TEXT BLOCK -

Sacred Land, Legal Fiction:
Erasure, Empire and the Myths We Live By
HIS201:The Uses and Abuses of History
Personal Reflection
“Terra nullius was not a mistake; it was a calculated act of erasure” (Williams, 2008, p. 40). These words anchor my understanding. Colonial law did not fail to see. It chose to dehumanise and it chose to legitimise violence through doctrine dressed as moral authority. Buchan and Heath (2006) argue that the concept of terra nullius “recast Aboriginal land as uninhabited,” not because no one was there, but because acknowledging First Nations Peoples’ sovereignty would have shattered the very foundations of British imperial legitimacy (p. 10). It was never a legal error; it was a strategy of domination. The law erased land-based kinship and tens of thousands of years of custodianship. It called the sacred savagery, so theft could be excused. Domination was blessed as divine right. Derived from the Roman legal category res nullius and repurposed by colonial law as terra nullius, this doctrine reveals the enduring, wounding legacy of empire. Language as violence.
Williams (2008), writing from a Black legal perspective, uses biting irony to expose the absurdity: “Brother, we are now British citizens,” he writes of Cook’s flag-planting (p. 43). This moment is not a quaint tale of nation-making but the unveiling of a violent fiction, a symbolic act in which fabricated belonging is announced with ceremony and the brutality beneath is concealed. Williams’ words show me that history was not just written by the violent victors but carefully fabricated by them, polished into myth, curated into national pride.

WHAT YOU NEED TO DO -
a) List every passage that the reflection on terra nullius places inside quotation marks.
b) Pick out each line of the records that contains the word "picture".
This reflection on terra nullius has no connection to the records that follow it.

THE RECORDS -
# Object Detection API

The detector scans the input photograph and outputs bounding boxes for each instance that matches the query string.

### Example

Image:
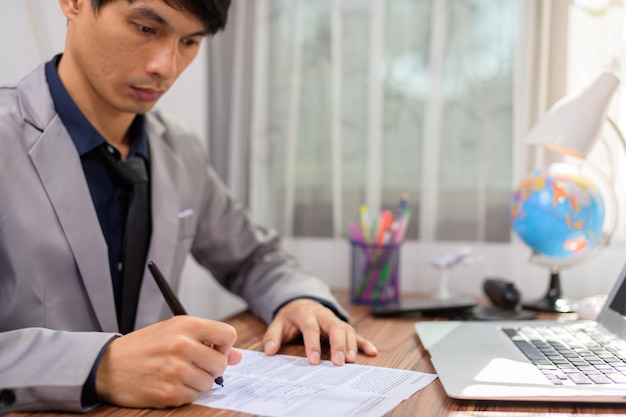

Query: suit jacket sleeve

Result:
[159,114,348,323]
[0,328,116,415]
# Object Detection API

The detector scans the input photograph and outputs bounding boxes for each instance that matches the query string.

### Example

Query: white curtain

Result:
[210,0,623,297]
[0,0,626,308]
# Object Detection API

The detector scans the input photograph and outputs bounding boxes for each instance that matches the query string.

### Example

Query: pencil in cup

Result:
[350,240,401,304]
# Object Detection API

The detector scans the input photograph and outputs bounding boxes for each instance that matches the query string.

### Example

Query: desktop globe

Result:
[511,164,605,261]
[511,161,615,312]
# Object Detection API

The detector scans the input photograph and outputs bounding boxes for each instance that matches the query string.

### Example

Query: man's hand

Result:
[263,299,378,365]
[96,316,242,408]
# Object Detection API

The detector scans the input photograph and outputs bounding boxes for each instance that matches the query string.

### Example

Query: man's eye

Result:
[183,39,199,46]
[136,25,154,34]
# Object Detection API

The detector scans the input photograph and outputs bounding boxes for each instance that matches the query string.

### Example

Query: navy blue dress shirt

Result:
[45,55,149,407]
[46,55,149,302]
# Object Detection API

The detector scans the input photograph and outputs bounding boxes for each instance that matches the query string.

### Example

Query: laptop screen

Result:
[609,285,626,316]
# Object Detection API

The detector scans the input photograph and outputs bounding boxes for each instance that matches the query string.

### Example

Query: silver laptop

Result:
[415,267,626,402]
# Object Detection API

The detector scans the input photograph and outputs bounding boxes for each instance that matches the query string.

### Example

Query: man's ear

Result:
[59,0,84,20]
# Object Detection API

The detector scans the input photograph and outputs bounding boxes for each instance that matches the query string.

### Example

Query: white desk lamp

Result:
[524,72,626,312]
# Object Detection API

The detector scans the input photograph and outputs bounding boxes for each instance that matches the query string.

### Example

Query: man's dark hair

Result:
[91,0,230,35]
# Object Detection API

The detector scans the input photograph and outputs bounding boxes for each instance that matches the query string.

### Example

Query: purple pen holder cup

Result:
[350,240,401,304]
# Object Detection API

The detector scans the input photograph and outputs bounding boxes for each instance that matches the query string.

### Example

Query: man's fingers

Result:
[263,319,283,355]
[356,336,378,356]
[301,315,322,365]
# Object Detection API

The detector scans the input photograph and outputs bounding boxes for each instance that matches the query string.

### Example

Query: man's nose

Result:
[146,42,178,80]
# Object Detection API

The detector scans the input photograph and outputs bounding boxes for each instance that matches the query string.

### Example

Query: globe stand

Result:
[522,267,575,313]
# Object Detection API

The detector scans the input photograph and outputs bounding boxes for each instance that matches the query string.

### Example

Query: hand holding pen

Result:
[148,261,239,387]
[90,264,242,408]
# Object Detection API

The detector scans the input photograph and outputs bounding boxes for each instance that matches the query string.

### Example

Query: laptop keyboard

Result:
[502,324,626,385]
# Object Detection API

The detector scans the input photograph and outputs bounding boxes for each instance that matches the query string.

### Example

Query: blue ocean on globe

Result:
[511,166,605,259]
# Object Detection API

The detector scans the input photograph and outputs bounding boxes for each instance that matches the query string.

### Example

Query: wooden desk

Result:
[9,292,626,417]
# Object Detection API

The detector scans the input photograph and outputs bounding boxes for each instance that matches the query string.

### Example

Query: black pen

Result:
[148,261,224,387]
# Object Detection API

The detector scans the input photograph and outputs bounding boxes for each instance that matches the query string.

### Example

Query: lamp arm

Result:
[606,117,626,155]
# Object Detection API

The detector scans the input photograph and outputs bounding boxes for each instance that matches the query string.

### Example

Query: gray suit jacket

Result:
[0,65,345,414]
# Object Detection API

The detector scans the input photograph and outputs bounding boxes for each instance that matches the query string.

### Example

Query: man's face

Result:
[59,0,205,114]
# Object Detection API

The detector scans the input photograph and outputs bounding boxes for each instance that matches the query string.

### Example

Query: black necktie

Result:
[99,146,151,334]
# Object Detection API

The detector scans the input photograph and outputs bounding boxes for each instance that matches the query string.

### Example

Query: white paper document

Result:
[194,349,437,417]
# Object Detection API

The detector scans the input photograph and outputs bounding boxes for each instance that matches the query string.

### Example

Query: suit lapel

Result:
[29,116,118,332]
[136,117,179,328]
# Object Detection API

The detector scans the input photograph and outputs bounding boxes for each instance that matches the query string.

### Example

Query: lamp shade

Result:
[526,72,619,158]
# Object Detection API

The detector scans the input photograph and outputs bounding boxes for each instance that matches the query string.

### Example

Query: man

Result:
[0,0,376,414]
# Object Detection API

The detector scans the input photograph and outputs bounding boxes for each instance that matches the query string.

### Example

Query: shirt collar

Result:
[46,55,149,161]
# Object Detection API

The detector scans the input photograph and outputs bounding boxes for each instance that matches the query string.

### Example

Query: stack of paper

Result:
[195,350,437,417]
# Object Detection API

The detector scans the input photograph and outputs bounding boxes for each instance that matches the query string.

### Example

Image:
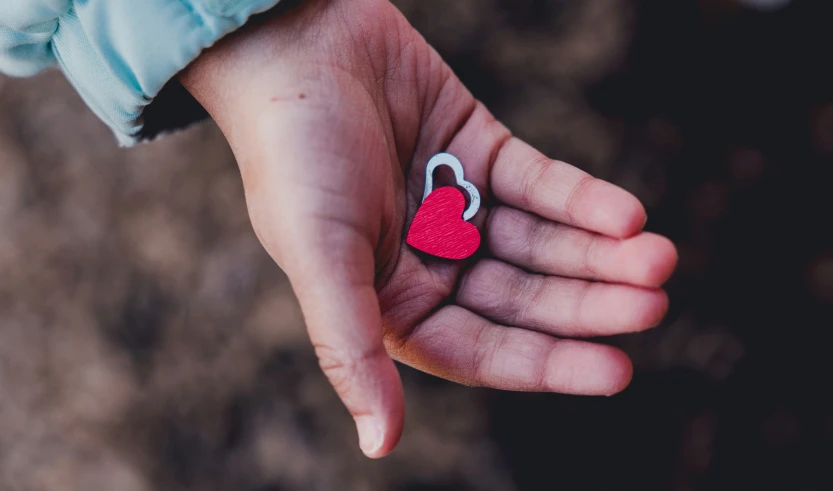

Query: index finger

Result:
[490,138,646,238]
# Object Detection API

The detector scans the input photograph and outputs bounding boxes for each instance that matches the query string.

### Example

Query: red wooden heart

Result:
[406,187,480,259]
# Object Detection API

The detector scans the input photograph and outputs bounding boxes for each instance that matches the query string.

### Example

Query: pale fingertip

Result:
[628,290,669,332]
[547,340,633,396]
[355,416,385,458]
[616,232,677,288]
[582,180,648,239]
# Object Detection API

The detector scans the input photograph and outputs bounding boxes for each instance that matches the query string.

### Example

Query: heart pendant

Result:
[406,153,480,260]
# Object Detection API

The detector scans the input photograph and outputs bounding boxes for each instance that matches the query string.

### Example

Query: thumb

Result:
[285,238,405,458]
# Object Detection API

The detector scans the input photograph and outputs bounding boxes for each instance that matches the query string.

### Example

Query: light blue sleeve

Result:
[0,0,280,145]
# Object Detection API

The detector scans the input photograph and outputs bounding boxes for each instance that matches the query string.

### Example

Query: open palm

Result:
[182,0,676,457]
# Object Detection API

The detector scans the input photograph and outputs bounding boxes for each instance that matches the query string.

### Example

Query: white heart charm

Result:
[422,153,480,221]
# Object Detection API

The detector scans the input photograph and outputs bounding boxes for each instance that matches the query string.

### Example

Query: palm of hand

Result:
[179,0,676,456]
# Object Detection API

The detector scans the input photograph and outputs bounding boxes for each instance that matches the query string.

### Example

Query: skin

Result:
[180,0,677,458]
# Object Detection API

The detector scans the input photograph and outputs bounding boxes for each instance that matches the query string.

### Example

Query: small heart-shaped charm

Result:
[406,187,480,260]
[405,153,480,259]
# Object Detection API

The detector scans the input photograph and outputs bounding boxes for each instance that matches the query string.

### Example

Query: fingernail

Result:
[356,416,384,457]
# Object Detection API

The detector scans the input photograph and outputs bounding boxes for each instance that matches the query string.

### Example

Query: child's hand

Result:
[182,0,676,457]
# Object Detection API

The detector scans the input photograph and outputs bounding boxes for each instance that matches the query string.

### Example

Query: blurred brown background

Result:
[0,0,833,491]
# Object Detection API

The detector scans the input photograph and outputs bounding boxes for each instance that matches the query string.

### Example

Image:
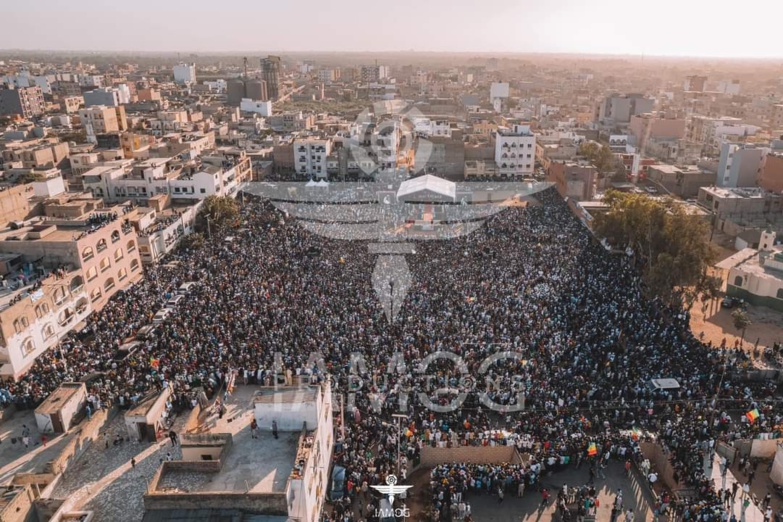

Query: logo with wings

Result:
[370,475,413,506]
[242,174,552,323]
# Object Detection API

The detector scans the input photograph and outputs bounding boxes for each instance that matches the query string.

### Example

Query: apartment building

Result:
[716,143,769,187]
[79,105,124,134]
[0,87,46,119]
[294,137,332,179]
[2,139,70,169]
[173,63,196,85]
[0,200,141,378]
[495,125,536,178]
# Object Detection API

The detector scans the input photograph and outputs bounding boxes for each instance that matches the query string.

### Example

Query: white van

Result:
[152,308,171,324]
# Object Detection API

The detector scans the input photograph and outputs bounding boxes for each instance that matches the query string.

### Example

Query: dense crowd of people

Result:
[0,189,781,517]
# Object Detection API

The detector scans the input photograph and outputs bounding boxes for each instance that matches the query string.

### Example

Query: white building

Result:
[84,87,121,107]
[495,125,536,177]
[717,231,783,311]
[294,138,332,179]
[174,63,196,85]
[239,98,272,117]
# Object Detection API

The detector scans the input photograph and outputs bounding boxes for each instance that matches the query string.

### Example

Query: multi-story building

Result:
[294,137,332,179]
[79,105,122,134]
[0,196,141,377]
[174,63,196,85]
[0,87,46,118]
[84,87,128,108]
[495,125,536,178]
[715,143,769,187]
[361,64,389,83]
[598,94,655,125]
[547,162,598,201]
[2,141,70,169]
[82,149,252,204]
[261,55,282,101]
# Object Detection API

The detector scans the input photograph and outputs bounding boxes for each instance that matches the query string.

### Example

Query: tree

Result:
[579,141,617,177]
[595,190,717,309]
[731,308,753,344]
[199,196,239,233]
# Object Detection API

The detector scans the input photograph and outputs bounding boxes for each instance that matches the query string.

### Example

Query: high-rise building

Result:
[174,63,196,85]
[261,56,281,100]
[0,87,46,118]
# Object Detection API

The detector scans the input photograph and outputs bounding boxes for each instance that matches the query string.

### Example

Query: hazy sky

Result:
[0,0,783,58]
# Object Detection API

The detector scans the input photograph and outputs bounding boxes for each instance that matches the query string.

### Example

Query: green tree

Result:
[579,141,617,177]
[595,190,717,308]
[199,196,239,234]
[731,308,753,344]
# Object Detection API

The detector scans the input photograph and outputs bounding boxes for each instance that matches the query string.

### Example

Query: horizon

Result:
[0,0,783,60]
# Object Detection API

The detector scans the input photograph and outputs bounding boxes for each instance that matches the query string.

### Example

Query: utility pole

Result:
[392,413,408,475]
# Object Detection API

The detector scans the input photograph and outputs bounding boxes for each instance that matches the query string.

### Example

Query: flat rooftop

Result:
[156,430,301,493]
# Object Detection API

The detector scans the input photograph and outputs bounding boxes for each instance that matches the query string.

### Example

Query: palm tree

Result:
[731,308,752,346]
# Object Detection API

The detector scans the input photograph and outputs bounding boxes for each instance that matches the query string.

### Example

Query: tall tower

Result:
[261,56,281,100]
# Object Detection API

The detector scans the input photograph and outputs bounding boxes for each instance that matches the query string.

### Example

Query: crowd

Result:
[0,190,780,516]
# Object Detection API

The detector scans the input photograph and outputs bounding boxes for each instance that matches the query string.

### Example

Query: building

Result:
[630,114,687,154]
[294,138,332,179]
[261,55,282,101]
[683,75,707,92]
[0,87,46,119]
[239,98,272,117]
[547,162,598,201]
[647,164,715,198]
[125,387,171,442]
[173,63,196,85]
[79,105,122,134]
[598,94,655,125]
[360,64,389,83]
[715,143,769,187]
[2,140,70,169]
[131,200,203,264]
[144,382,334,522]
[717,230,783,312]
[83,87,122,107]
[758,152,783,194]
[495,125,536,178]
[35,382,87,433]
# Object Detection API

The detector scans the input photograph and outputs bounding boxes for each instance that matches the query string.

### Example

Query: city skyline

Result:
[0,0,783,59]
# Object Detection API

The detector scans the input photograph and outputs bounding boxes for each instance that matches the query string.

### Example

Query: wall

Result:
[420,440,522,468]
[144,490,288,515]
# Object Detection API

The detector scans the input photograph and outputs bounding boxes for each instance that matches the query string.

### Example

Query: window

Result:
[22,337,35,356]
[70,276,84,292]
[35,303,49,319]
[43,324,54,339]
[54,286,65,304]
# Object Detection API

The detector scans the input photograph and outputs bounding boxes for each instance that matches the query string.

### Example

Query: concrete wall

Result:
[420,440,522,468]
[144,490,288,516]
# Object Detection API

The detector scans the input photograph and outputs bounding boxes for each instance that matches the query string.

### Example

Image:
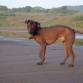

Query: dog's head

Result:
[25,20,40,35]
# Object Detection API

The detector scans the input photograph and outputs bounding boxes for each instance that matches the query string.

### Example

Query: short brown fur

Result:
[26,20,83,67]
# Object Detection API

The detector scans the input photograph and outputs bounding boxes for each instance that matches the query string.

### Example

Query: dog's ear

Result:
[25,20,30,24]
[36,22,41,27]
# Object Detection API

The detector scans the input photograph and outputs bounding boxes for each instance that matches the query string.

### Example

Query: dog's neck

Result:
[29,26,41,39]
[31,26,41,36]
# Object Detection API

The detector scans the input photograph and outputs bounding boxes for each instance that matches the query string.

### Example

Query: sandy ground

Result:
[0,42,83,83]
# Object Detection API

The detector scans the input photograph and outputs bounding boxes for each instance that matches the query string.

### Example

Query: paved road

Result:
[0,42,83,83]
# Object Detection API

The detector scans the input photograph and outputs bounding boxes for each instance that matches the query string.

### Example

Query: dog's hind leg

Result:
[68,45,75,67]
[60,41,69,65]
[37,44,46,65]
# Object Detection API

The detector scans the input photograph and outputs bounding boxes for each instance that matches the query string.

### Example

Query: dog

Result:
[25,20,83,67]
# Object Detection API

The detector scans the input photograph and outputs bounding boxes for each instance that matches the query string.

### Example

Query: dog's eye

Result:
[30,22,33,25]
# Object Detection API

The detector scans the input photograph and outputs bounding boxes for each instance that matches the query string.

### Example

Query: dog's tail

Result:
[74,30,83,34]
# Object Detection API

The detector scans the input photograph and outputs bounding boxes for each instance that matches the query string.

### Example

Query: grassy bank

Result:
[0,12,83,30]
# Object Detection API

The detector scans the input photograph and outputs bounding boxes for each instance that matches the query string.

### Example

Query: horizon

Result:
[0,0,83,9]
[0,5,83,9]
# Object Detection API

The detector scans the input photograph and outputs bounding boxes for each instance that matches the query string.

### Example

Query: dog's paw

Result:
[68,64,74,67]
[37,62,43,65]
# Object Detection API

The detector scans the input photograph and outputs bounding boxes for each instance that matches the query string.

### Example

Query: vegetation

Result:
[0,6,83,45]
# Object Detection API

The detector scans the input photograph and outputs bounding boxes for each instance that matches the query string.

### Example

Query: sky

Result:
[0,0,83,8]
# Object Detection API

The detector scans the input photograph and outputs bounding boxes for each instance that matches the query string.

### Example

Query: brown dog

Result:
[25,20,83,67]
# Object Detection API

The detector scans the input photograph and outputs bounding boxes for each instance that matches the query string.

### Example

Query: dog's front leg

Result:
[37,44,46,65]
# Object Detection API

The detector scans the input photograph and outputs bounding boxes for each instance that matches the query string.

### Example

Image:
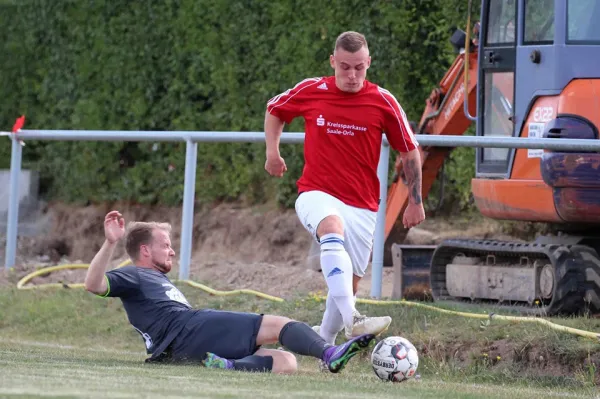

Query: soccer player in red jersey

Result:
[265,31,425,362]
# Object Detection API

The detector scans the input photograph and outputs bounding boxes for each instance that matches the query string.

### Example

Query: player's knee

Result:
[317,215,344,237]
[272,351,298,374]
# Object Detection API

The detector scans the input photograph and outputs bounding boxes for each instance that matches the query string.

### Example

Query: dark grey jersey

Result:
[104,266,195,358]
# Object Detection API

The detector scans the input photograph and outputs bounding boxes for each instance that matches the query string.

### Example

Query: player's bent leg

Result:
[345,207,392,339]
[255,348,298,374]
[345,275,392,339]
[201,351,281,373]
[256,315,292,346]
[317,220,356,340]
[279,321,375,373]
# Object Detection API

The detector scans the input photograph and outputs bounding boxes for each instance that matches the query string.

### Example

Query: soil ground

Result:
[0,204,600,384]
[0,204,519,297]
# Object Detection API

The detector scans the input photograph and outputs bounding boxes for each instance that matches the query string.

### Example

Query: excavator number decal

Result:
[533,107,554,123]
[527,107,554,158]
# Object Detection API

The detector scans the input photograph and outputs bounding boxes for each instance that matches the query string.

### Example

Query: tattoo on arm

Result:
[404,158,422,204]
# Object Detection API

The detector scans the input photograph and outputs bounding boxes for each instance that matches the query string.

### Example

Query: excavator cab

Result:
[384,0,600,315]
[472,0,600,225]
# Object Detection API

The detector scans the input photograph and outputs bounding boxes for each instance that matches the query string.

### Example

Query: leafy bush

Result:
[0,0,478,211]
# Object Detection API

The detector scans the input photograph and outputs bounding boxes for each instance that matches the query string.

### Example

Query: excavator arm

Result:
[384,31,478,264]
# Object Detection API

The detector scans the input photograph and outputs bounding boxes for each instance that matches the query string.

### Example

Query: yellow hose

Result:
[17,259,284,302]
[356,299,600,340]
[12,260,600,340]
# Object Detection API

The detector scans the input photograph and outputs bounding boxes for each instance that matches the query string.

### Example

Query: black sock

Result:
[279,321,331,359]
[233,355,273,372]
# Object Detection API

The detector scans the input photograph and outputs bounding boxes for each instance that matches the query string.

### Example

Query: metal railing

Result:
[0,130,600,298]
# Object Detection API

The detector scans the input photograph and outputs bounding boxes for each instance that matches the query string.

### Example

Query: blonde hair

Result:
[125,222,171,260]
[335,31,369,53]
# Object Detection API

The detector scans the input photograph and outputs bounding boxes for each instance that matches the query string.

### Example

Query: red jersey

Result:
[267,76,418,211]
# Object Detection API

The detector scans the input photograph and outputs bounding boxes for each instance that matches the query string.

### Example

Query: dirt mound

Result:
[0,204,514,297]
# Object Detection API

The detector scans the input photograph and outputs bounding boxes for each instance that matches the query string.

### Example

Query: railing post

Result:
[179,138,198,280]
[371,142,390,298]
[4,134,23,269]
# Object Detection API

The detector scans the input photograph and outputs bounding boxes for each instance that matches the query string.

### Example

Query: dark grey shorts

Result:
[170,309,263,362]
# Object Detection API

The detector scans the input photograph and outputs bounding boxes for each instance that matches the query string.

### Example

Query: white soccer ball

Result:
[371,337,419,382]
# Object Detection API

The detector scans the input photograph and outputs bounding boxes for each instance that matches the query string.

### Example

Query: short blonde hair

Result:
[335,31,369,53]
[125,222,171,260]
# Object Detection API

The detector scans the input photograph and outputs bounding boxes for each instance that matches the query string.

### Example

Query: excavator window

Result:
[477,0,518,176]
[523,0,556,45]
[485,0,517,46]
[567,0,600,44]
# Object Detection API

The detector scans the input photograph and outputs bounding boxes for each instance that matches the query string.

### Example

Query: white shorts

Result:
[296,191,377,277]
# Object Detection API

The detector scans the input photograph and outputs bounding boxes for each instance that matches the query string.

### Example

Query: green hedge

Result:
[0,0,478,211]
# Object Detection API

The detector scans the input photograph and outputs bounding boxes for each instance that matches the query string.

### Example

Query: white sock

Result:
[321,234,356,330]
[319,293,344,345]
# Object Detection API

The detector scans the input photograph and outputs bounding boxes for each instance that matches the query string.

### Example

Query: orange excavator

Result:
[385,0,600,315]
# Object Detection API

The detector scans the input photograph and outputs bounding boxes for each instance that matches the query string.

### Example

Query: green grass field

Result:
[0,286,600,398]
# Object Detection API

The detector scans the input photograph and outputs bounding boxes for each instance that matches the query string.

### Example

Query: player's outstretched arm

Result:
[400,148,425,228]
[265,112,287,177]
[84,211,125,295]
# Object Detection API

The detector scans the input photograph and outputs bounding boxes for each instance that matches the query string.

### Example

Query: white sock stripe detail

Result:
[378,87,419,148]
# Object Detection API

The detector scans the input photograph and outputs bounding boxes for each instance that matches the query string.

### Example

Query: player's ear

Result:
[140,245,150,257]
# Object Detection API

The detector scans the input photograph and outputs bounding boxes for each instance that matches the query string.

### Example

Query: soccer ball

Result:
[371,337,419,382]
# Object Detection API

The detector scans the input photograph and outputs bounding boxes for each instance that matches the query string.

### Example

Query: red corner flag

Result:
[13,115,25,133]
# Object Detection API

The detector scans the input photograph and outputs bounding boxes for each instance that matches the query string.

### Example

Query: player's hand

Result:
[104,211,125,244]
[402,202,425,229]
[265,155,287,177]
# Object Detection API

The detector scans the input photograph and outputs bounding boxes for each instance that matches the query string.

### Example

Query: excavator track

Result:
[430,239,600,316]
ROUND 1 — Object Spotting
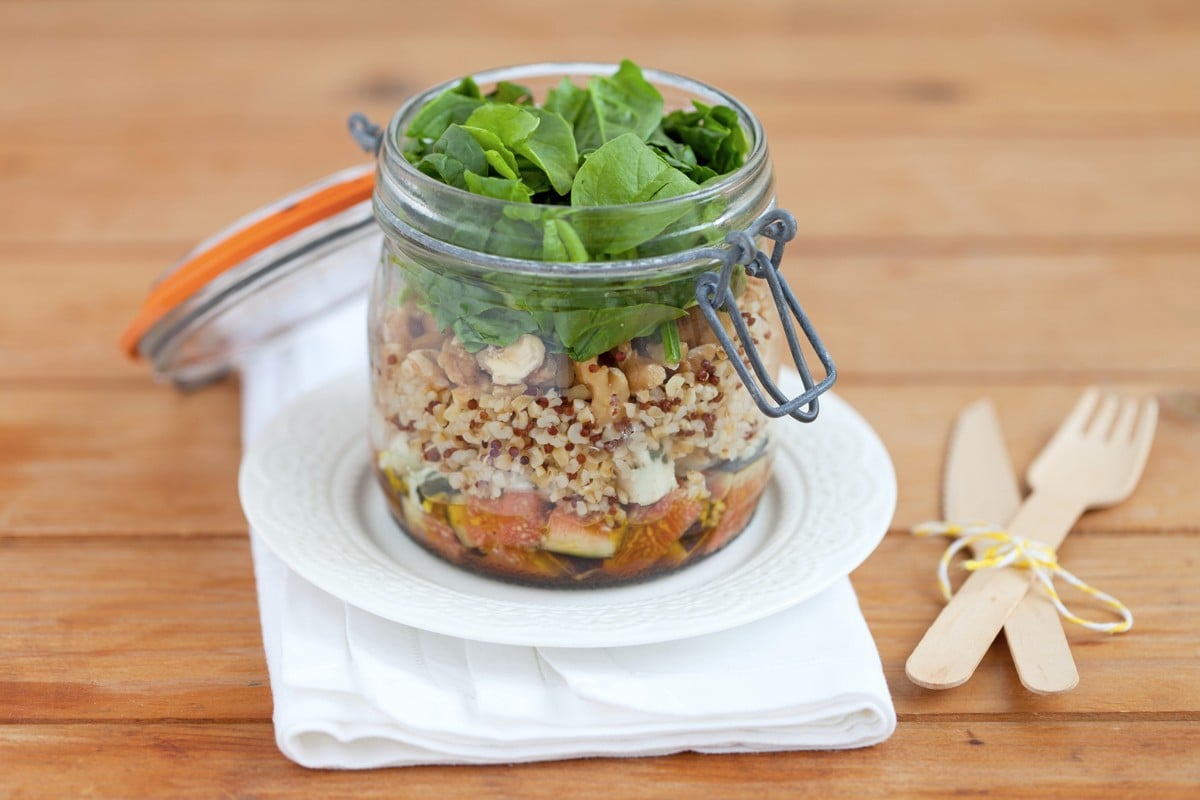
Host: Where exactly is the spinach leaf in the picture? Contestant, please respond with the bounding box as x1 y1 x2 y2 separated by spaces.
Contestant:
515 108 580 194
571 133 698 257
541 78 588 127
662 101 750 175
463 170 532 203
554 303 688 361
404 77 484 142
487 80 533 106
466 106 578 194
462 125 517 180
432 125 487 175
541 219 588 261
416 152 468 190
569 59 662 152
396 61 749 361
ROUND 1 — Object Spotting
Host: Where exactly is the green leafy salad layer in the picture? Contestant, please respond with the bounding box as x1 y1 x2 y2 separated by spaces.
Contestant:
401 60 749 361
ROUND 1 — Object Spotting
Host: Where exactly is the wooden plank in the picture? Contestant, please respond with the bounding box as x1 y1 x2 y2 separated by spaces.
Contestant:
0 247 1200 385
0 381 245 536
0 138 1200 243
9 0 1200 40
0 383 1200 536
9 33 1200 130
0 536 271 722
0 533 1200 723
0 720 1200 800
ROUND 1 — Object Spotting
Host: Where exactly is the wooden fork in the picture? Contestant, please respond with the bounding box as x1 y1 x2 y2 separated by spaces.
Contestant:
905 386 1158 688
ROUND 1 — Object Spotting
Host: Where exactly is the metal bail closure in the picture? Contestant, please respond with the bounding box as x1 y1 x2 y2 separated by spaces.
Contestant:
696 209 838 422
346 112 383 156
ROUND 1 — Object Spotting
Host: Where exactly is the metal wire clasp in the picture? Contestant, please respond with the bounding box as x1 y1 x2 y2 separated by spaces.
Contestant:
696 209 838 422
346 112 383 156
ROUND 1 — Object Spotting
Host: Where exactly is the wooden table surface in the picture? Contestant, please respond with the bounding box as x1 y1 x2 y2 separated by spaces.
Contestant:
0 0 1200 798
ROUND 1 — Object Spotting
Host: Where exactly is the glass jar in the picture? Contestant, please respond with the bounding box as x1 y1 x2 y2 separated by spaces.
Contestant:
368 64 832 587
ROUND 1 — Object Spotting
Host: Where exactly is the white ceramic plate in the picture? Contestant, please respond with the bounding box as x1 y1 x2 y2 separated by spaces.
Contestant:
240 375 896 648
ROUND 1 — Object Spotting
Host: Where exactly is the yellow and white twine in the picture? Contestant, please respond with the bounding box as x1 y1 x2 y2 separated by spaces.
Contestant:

SOLUTIONS TO THE EXERCISE -
a)
- "Terra nullius was not a mistake; it was a calculated act of erasure"
- "recast Aboriginal land as uninhabited,"
- "Brother, we are now British citizens,"

b)
Host: Where exactly is the spinach leaf in the picture? Contestant, please respond with the bounding box as x1 y1 x2 y2 separated by spaces.
Host: Where exactly is the green leafy salad layer in the picture? Contestant, please respond with the bounding box as x1 y1 x2 y2 separated by spaces.
Host: Where exactly is the wooden plank in the picture? Contestant, please respond with the bounding box as x1 y1 x2 y2 separated by spaces.
Host: Where exactly is the wooden fork in the picture? Contestant, please respond with the bounding box as x1 y1 x2 y2 separated by spaces.
Host: Where exactly is the metal bail closure in the picture? Contestant, please respond with the bounding box as x1 y1 x2 y2 separated by spaces.
Host: Where exactly is the metal wire clasp in the picture? Contestant, please respond with the bounding box as x1 y1 x2 y2 separated by spaces.
Host: Where exactly is the wooden table surface in the picture? Contestant, please respond with the bounding box as x1 y1 x2 y2 separated by spaces.
Host: Where exactly is the glass jar in the picture? Contestant, please respond with the bounding box as x1 y1 x2 y2 separated by spaces.
Host: Where exactly is the white ceramic plate in the picture? Contestant, please respond with the bounding box as x1 y1 x2 y2 separated by spaces.
Host: Where exactly is the yellow and white twine in the picture? Contestant, please respond with the bounding box as x1 y1 x2 y2 separated by spaces.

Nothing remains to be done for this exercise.